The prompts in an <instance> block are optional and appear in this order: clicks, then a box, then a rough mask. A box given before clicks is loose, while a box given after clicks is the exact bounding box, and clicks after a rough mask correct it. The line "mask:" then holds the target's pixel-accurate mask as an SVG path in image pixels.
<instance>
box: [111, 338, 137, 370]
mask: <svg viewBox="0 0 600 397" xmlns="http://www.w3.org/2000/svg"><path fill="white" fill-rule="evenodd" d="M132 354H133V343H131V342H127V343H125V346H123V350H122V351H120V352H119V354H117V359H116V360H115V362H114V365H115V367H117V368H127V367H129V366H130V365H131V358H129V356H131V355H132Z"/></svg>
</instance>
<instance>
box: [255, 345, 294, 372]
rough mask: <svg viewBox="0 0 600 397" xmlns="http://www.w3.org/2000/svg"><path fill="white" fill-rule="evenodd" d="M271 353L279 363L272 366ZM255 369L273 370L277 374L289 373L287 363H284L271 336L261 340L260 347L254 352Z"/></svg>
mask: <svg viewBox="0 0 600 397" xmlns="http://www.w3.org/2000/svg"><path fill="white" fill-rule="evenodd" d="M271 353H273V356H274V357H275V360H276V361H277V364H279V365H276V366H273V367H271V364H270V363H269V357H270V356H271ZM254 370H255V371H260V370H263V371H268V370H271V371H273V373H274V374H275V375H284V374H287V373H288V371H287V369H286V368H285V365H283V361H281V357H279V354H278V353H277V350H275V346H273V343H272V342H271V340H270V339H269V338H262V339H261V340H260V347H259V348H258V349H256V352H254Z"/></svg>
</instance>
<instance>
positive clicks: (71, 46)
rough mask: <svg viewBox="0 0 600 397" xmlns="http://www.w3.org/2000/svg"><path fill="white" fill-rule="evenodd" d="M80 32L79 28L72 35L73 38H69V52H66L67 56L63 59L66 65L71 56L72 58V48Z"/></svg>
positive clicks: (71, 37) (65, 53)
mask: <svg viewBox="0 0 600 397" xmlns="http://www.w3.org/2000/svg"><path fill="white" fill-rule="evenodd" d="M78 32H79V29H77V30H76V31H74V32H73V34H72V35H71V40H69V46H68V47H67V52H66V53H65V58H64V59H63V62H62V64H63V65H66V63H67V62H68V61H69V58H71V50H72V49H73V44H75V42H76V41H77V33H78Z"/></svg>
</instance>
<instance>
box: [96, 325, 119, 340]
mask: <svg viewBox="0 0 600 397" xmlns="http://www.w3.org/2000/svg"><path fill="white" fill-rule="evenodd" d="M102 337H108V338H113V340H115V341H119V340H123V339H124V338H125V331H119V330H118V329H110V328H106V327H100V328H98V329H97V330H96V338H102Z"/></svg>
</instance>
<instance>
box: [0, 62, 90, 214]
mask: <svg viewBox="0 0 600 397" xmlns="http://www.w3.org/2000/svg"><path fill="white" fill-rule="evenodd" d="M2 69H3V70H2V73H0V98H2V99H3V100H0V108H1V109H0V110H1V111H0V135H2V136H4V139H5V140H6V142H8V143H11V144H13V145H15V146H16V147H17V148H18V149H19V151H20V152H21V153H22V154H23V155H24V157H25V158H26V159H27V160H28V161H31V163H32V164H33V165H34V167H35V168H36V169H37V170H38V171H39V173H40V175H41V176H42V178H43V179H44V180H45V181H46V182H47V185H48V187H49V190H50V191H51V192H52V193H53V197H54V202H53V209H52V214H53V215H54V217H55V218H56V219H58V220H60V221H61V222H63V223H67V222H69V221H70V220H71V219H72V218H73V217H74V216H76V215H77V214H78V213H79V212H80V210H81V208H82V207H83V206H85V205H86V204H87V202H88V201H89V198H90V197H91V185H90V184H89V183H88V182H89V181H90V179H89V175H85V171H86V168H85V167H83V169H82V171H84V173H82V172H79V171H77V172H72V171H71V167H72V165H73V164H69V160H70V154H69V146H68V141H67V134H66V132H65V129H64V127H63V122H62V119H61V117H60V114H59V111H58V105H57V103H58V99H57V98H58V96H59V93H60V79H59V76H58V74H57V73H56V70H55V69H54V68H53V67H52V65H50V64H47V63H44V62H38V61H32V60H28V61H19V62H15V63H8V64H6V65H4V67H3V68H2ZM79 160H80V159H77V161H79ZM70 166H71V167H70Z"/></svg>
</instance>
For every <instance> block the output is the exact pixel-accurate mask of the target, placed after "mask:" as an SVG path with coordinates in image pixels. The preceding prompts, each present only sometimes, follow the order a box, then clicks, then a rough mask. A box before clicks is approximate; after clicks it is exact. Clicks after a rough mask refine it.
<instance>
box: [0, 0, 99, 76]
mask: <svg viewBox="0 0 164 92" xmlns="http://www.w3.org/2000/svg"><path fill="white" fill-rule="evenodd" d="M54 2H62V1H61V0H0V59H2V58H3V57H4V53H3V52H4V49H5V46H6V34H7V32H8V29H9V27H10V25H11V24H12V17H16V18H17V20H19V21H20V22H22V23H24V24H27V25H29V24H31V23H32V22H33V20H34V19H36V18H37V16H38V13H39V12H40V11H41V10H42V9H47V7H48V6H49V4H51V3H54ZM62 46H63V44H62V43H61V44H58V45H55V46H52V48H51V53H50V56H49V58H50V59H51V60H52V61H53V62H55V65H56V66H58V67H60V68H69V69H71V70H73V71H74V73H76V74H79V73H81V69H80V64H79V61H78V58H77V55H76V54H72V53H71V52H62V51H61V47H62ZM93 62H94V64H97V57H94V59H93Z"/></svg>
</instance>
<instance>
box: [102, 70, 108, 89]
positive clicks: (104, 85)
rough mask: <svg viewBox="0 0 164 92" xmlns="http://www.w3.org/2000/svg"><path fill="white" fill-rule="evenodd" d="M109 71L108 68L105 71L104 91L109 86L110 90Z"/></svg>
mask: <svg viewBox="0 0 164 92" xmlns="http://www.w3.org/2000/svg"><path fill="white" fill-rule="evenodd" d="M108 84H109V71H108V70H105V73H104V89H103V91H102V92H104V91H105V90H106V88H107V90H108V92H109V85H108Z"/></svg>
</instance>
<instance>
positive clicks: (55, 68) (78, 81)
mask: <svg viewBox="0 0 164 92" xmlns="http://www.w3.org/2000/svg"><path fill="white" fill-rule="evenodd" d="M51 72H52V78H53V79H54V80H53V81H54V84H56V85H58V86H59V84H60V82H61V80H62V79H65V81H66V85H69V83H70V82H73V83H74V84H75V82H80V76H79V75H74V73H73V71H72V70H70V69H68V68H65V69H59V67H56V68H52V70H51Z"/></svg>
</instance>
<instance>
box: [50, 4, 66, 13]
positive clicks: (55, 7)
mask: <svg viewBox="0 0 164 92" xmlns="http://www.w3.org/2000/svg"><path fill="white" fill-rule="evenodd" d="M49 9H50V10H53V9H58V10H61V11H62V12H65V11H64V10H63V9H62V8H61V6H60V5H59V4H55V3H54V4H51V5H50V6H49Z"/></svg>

****************

**TASK STATEMENT**. The only acceptable answer is a number: how many lines of the listing contain the word "block".

**OUTPUT**. 2